*TEXT BLOCK:*

|---|

Thursday, August 11, 2011

MIT: Researchers Testing A Broad Spectrum Antiviral

 

 

 

# 5748

 

Overnight Crof over at Crofsblog carried an excerpt (see Broad-spectrum antiviral therapeutics) from a PLoS One article on research being done at MIT on developing a unique antiviral drug approach, dubbed Double-stranded RNA (dsRNA) Activated Caspase Oligomerizer (DRACO).

 

While the popular media has already jumped on this story, all but proclaiming that a `cure for the common cold’ is at hand, extensive testing and research lies ahead before that can become a reality.

 

Nonetheless, this is a fascinating story.

 

If future testing shows this drug to be both safe and effective on humans, this could one day end up being a major advance in medical science. 

 

From the MIT Newsroom, we’ve a press release that explains this new discovery.

 

Photo Credit – MIT

The microscope images above show that DRACO successfully treats viral infections. In this set of four photos, dengue hemorrhagic fever virus kills untreated monkey cells (lower left), whereas DRACO has no toxicity in uninfected cells (upper right) and cures an infected cell population (lower right).

 

New drug could cure nearly any viral infection

 

Researchers at MIT’s Lincoln Lab have developed technology that may someday cure the common cold, influenza and other ailments.

Anne Trafton, MIT News Office

August 10, 2011

 

Most bacterial infections can be treated with antibiotics such as penicillin, discovered decades ago. However, such drugs are useless against viral infections, including influenza, the common cold, and deadly hemorrhagic fevers such as Ebola.

|---|

*GIVEN RECORDS:*
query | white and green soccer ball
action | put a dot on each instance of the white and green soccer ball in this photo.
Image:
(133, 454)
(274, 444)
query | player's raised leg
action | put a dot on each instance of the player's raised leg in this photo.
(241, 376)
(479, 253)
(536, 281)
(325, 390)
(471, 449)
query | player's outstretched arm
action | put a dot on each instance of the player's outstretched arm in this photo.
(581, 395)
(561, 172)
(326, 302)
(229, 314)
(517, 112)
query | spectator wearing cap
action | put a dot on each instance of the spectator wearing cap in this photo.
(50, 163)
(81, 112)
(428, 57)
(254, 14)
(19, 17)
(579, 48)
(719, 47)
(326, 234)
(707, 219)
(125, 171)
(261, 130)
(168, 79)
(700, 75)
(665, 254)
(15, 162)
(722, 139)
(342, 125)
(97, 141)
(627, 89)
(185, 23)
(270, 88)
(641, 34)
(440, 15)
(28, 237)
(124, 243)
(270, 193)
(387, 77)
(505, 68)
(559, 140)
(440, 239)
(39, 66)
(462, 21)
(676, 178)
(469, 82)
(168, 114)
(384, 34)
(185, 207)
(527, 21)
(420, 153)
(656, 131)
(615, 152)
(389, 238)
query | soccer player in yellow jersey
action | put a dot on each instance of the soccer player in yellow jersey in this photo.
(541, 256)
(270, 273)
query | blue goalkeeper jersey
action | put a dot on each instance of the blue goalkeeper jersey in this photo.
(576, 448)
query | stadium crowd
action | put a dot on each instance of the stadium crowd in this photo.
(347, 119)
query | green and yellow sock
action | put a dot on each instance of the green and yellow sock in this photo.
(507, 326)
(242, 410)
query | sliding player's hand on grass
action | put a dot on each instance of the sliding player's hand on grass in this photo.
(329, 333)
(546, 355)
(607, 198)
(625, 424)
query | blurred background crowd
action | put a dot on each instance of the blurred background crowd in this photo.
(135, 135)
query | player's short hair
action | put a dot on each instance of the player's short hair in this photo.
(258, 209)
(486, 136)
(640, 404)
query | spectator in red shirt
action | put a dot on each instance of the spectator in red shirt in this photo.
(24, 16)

|---|

*ACTIVITY LIST:*
1. In the antiviral article, swap "popular media" for "mainstream press" and write out the passage starting with "Overnight Crof over" and going on through "a fascinating story.".
2. Supply the next part of the article on MIT's broad-spectrum antiviral, picking up after its last sentence.
The listing has no connection to the article on MIT's antiviral research.

*YOUR WRITTEN ANSWERS:*
1.
Overnight Crof over at Crofsblog carried an excerpt (see Broad-spectrum antiviral therapeutics) from a PLoS One article on research being done at MIT on developing a unique antiviral drug approach, dubbed Double-stranded RNA (dsRNA) Activated Caspase Oligomerizer (DRACO).

 

While the mainstream press has already jumped on this story, all but proclaiming that a `cure for the common cold’ is at hand, extensive testing and research lies ahead before that can become a reality.

 

Nonetheless, this is a fascinating story.

2.
 

Now, in a development that could transform how viral infections are treated, a team of researchers at MIT’s Lincoln Laboratory has designed a drug that can identify cells that have been infected by any type of virus, then kill those cells to terminate the infection.

 

In a paper published July 27 in the journal PLoS One, the researchers tested their drug against 15 viruses, and found it was effective against all of them — including rhinoviruses that cause the common cold, H1N1 influenza, a stomach virus, a polio virus, dengue fever and several other types of hemorrhagic fever.

 

The drug works by targeting a type of RNA produced only in cells that have been infected by viruses. “In theory, it should work against all viruses,” says Todd Rider, a senior staff scientist in Lincoln Laboratory’s Chemical, Biological, and Nanoscale Technologies Group who invented the new technology.